GIVEN TEXT:
▼

This directory contains the code we used for our SeaRNN ICLR 2018 paper
This code is an open-source (MIT) implementation of SeaRNN. It is rather sparsely documented, so you are welcome to ask us more details using issues.
First, set up a virtualenv to install the dependencies of the project. The project uses Python 3 and was written with PyTorch 0.2 in mind, although it also works with PyTorch 0.3 for NMT. You can replace the version numbers in the following commands to suit your architecture.
virtualenv -p /usr/bin/python3.5 --system-site-packages /path/to/virtualenv
source /path/to/virtualenv/bin/activate
pip3 install http://download.pytorch.org/whl/cu80/torch-0.3.0.post4-cp35-cp35m-linux_x86_64.whl
pip3 install torchvision
pip3 install numpy --upgrade
pip3 install nltk
pip3 install cython
Second, download the code:
git clone git@github.com:RemiLeblond/SeaRNN-open.git
cd SeaRNN-open
Next, compile the cython files. This will probably send a few warnings which you can ignore.
python setup.py build_ext --inplace
Finally, download the data at http://www.di.ens.fr/sierra/research/SEARNN/ and preprocess it:
export DATA_ROOT=/path/to/data
scripts/prepare_iwlst14_de-en.sh
OCR
python main_seq2seq.py --dataset ocr --dataroot ${DATA_ROOT} --rollin learned --rollout mixed --objective target-learning --log_path /path/to/save
NMT (the standard MLE training)
python main_seq2seq.py --dataset nmt --dataroot ${DATA_ROOT}/iwlst14_de-en_train_dev.train.pt --rollin gt --objective mle --log_path /path/to/save
Various parameters can be tuned, including the rollin and rollout policies, the objective etc. See main_seq2seq.py for a complete description.
python main_seq2seq.py --dataset nmt --dataroot /${DATA_ROOT}/iwlst14_de-en_train_test.train.pt --max_iter 0 --print_iter 1 --checkpoint_file /path/to/checkpoint_file.pth
The arguments must be coherent with those used for training the model (such as the size of the hidden state of the RNN, whether the encoder is bidirectional or not...), otherwise the model loading will break.
To reproduce the NMT experiments of the paper, see scripts/training.sh
@inproceedings{searnn2018leblond,
author = {Leblond, R\'emi and
Alayrac, Jean-Baptiste and
Osokin, Anton and
Lacoste-Julien, Simon},
title = {SEARNN: Training RNNs with global-local losses},
booktitle = {ICLR},
year = {2018},
}

▲

WRITTEN EXERCISE: Quote the SeaRNN setup instructions back in full, word for word. The data below has no connection to the SeaRNN setup instructions.

DATA:
▼

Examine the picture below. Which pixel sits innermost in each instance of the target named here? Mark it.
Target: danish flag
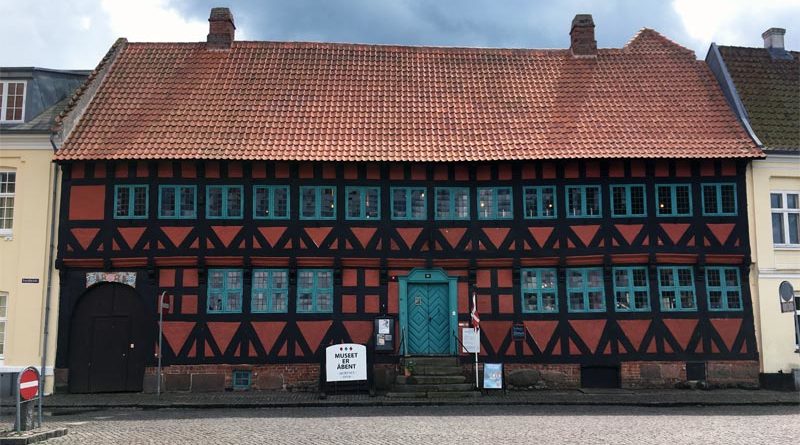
(475, 318)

▲

RESULT:
This directory contains the code we used for our SeaRNN ICLR 2018 paper
This code is an open-source (MIT) implementation of SeaRNN. It is rather sparsely documented, so you are welcome to ask us more details using issues.
First, set up a virtualenv to install the dependencies of the project. The project uses Python 3 and was written with PyTorch 0.2 in mind, although it also works with PyTorch 0.3 for NMT. You can replace the version numbers in the following commands to suit your architecture.
virtualenv -p /usr/bin/python3.5 --system-site-packages /path/to/virtualenv
source /path/to/virtualenv/bin/activate
pip3 install http://download.pytorch.org/whl/cu80/torch-0.3.0.post4-cp35-cp35m-linux_x86_64.whl
pip3 install torchvision
pip3 install numpy --upgrade
pip3 install nltk
pip3 install cython
Second, download the code:
git clone git@github.com:RemiLeblond/SeaRNN-open.git
cd SeaRNN-open
Next, compile the cython files. This will probably send a few warnings which you can ignore.
python setup.py build_ext --inplace
Finally, download the data at http://www.di.ens.fr/sierra/research/SEARNN/ and preprocess it:
export DATA_ROOT=/path/to/data
scripts/prepare_iwlst14_de-en.sh
OCR
python main_seq2seq.py --dataset ocr --dataroot ${DATA_ROOT} --rollin learned --rollout mixed --objective target-learning --log_path /path/to/save
NMT (the standard MLE training)
python main_seq2seq.py --dataset nmt --dataroot ${DATA_ROOT}/iwlst14_de-en_train_dev.train.pt --rollin gt --objective mle --log_path /path/to/save
Various parameters can be tuned, including the rollin and rollout policies, the objective etc. See main_seq2seq.py for a complete description.
python main_seq2seq.py --dataset nmt --dataroot /${DATA_ROOT}/iwlst14_de-en_train_test.train.pt --max_iter 0 --print_iter 1 --checkpoint_file /path/to/checkpoint_file.pth
The arguments must be coherent with those used for training the model (such as the size of the hidden state of the RNN, whether the encoder is bidirectional or not...), otherwise the model loading will break.
To reproduce the NMT experiments of the paper, see scripts/training.sh
@inproceedings{searnn2018leblond,
author = {Leblond, R\'emi and
Alayrac, Jean-Baptiste and
Osokin, Anton and
Lacoste-Julien, Simon},
title = {SEARNN: Training RNNs with global-local losses},
booktitle = {ICLR},
year = {2018},
}